╭─ Data for this exercise

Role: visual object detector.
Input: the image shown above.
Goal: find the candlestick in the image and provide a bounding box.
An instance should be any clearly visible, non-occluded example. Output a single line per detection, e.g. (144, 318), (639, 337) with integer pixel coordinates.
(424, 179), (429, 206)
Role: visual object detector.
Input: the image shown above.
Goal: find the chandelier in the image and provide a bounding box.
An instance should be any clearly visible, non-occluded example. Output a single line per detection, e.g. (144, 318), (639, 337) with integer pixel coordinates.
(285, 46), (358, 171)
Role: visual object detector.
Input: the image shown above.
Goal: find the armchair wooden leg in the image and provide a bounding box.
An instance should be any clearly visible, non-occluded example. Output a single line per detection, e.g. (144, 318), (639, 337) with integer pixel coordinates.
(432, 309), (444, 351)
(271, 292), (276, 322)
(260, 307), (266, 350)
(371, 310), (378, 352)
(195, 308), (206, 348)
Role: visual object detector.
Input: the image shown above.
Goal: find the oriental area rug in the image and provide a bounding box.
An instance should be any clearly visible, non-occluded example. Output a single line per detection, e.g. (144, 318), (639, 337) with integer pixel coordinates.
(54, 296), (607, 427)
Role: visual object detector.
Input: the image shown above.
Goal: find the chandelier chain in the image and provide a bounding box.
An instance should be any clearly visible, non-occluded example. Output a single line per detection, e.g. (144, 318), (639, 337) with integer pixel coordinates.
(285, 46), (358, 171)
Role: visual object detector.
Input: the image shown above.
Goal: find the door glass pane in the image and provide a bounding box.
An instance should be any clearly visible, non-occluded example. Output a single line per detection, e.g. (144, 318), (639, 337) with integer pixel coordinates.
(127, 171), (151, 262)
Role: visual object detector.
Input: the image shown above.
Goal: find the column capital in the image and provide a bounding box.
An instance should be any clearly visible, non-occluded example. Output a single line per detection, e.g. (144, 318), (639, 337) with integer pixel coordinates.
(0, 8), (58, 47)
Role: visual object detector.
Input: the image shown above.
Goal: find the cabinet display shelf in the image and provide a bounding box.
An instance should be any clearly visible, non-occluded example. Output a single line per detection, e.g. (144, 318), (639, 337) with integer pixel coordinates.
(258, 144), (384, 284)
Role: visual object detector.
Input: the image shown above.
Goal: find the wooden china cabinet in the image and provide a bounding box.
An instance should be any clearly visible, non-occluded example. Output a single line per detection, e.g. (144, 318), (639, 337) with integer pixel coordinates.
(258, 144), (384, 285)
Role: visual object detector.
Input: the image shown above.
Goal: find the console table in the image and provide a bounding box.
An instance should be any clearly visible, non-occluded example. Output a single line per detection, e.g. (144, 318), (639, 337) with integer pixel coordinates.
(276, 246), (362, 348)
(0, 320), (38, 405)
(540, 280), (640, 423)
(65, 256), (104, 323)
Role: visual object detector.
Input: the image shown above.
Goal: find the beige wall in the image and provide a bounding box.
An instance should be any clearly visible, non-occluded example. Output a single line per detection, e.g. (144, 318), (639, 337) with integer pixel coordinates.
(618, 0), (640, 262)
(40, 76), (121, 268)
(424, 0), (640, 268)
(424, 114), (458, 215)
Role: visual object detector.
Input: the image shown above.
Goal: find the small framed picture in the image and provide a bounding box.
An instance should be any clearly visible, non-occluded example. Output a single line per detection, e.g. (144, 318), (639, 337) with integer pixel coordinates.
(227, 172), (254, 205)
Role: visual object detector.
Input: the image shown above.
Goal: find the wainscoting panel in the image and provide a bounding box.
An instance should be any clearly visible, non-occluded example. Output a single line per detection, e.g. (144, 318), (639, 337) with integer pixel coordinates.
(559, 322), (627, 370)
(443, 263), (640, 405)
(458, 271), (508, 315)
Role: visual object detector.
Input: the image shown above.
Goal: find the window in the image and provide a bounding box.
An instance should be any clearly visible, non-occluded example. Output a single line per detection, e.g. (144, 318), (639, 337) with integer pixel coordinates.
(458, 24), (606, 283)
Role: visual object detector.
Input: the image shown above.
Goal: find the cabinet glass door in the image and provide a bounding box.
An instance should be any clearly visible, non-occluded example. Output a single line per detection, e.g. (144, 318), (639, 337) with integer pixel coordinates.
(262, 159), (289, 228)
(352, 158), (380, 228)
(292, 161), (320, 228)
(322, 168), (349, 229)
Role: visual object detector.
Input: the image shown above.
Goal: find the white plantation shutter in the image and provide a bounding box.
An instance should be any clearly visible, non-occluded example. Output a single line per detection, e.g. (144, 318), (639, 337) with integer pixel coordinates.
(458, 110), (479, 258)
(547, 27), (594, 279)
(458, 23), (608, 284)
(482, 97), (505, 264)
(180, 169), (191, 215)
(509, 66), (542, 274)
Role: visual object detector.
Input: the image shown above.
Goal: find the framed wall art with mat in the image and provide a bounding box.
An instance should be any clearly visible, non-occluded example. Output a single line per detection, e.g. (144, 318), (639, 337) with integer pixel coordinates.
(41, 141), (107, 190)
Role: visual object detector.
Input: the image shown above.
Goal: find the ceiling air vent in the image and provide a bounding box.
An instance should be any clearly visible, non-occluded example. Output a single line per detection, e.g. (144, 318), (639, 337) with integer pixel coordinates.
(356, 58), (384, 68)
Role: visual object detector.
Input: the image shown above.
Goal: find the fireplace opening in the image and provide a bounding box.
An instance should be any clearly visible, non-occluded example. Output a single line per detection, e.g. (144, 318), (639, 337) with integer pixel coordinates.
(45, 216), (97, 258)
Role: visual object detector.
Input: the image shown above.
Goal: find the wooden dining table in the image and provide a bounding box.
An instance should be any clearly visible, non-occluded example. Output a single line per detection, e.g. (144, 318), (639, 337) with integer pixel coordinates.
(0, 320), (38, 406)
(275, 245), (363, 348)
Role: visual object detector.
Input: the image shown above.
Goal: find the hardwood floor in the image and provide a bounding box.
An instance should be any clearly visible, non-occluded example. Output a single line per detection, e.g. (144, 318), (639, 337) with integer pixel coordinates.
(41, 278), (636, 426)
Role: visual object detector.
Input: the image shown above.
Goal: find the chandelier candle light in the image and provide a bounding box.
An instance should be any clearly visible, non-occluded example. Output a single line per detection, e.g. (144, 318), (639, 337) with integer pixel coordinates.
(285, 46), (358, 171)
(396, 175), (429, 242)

╰─

Copy out all of the material above with "visual object detector" replaced by "region annotator" wherever it occurs, and keep everything else the same.

[Reply]
Role: region annotator.
Input: the image shown above.
Goal: find the candlestick in the image and provide a bounding box.
An instance should be any clearly visible, non-occluded example. Output a single line per detection, e.g. (144, 318), (639, 337) with integer pixel coordinates.
(424, 179), (429, 206)
Role: region annotator.
Input: the image shown above.
Goal: find the chandelier in the image and provide a bounding box.
An instance should be any clearly visible, non-occluded example. Output a single line per detection, e.g. (144, 318), (639, 337) with integer pixel coordinates.
(285, 46), (358, 171)
Role: region annotator.
Input: the image shown above.
Goal: find the armchair wooden leg in the image and provide a bounding box.
An instance should be any clearly visible, non-occluded example. Output a single line per detection, e.g. (144, 318), (639, 337) with integer pixel coordinates.
(432, 309), (444, 351)
(271, 292), (276, 322)
(260, 307), (266, 350)
(371, 310), (378, 352)
(195, 308), (206, 348)
Role: region annotator.
Input: the image shown above.
Goal: find the oriental area rug in the image and provide a bounding box.
An instance should be any clearly visible, non-occluded example. Output a single line per detection, e.g. (144, 318), (639, 337) with integer pixel coordinates.
(54, 296), (607, 427)
Role: region annotator.
Input: the image shown above.
Goal: find the chandelier chain in the image and provide a bounding box.
An instance should be any clearly visible, non-occluded example. Output a single line per detection, e.g. (144, 318), (639, 337) with integer pixel coordinates.
(285, 46), (358, 171)
Role: region annotator.
Input: the image shown above.
Goal: find the door glass pane in the image and provide a bounding box.
An instance should be any clearly visible, non-occluded example. Output a single line per detection, e.g. (144, 318), (639, 337) with integer pixel coordinates.
(127, 171), (151, 262)
Role: region annotator.
Input: the image shown above.
Goal: find the column capital in the image and provide a bounding box.
An instance should be any clearly visible, non-occluded example. Output a single line per detection, e.g. (144, 318), (639, 337) with integer pixel coordinates.
(0, 8), (58, 47)
Role: region annotator.
Input: the image shown above.
Goal: find the cabinet display shelf in the image and provide a bounding box.
An instance should be any clearly visible, non-occluded example. Output a single line per detection, e.g. (144, 318), (639, 337) with integer pixel coordinates.
(258, 144), (384, 284)
Role: region annotator.
Input: the image shown above.
Goal: find the wooden china cabinet in the image and provide a bounding box.
An instance should be any clearly visible, non-occluded example. Output a single line per detection, e.g. (144, 318), (639, 337) with integer pixel coordinates.
(258, 144), (384, 285)
Role: region annotator.
Input: the image shown above.
Goal: find the console table in the image and provide a bounding box.
An instance should be any clearly visible, non-occluded example. Output a single line per detection, e.g. (144, 318), (639, 337) with integer pixel coordinates.
(276, 246), (362, 348)
(0, 320), (38, 405)
(540, 280), (640, 423)
(65, 256), (104, 323)
Role: region annotator.
Input: the image shown above.
Goal: find the beige wall in the image and provide a bounding box.
An instance should be any clearly visible, non-occluded example. Output a single line per detection, e.g. (144, 318), (639, 337) with integer pixel coordinates.
(618, 0), (640, 262)
(40, 76), (121, 268)
(424, 0), (640, 268)
(424, 114), (458, 215)
Role: region annotator.
Input: the image shown above.
Goal: find the small framed picture in the image and provide a bounding box.
An instance should be any clearly visible, non-occluded example. Output a single line per detection, e.g. (144, 318), (639, 337) with integer pixel coordinates.
(227, 172), (254, 205)
Role: region annotator.
Input: the image shown above.
Goal: find the wainscoting panel in the image and provide a bounding box.
An instance should be any clearly visible, non-occluded example. Output a single line per detection, e.g. (144, 318), (639, 337) with integer pixel coordinates.
(559, 322), (627, 370)
(443, 263), (640, 405)
(458, 271), (508, 315)
Role: region annotator.
Input: the image shown above.
Goal: find the window in the image and provide a bounding box.
An instance should be any clearly visible, non-occluded example. Output a single line per detection, e.g. (144, 318), (639, 337) with integer pixel coordinates.
(458, 24), (606, 283)
Role: region annotator.
Input: the image shown above.
Goal: find the cabinet glass door in the image and provide a bounding box.
An instance should be any clearly visible, non-occluded example. Output a single line per detection, e.g. (144, 318), (639, 337) with integer pixel coordinates.
(262, 159), (289, 228)
(352, 158), (380, 228)
(292, 161), (320, 228)
(322, 168), (349, 229)
Role: region annotator.
Input: the image shown above.
Goal: find the white plantation shutter in the image and provide a bounding box.
An instance should be any clearly visible, non-occluded example. Output a single line per detection, e.g. (144, 318), (639, 337) with integer pixel coordinates.
(458, 110), (479, 258)
(547, 27), (594, 279)
(458, 23), (608, 284)
(482, 97), (505, 264)
(180, 169), (191, 215)
(509, 66), (542, 274)
Role: region annotator.
Input: the image shown above.
Goal: find the framed wall art with mat in the image and provide a bounding box.
An instance should be any clearly visible, non-occluded example. Output a single line per detection, e.g. (144, 318), (639, 337) with integer pixel coordinates.
(41, 141), (107, 190)
Role: region annotator.
Input: the image shown above.
Goal: find the ceiling air vent in the image and provide a bounding box.
An instance should be any clearly visible, non-occluded example. Output a single line per detection, e.g. (144, 318), (639, 337) with integer pixel coordinates.
(356, 58), (384, 68)
Role: region annotator.
Input: the image shown above.
Goal: find the fireplace opening in the image and provide a bounding box.
An instance should be any clearly visible, non-occluded example. Output a single line per detection, e.g. (144, 318), (639, 337) with integer pixel coordinates.
(45, 216), (97, 258)
Role: region annotator.
Input: the image shown above.
Goal: find the wooden dining table in the image and provide a bounding box.
An instance should be any clearly visible, non-occluded example. Output a single line per detection, e.g. (144, 318), (639, 337) with integer pixel coordinates.
(0, 320), (38, 406)
(275, 245), (363, 348)
Role: region annotator.
Input: the image shown above.
Goal: find the hardwood floor in the image and provide a bounding box.
An instance should be any clearly visible, non-occluded example. Output a single line per detection, e.g. (144, 318), (639, 337) with integer pixel coordinates.
(41, 278), (636, 426)
Role: region annotator.
Input: the image shown above.
Goal: find the chandelier candle light in the image and provide a bounding box.
An instance should be any clearly visible, non-occluded example. Output a single line per detection, e.g. (144, 318), (639, 337) with integer pixel coordinates.
(285, 46), (358, 171)
(396, 175), (429, 242)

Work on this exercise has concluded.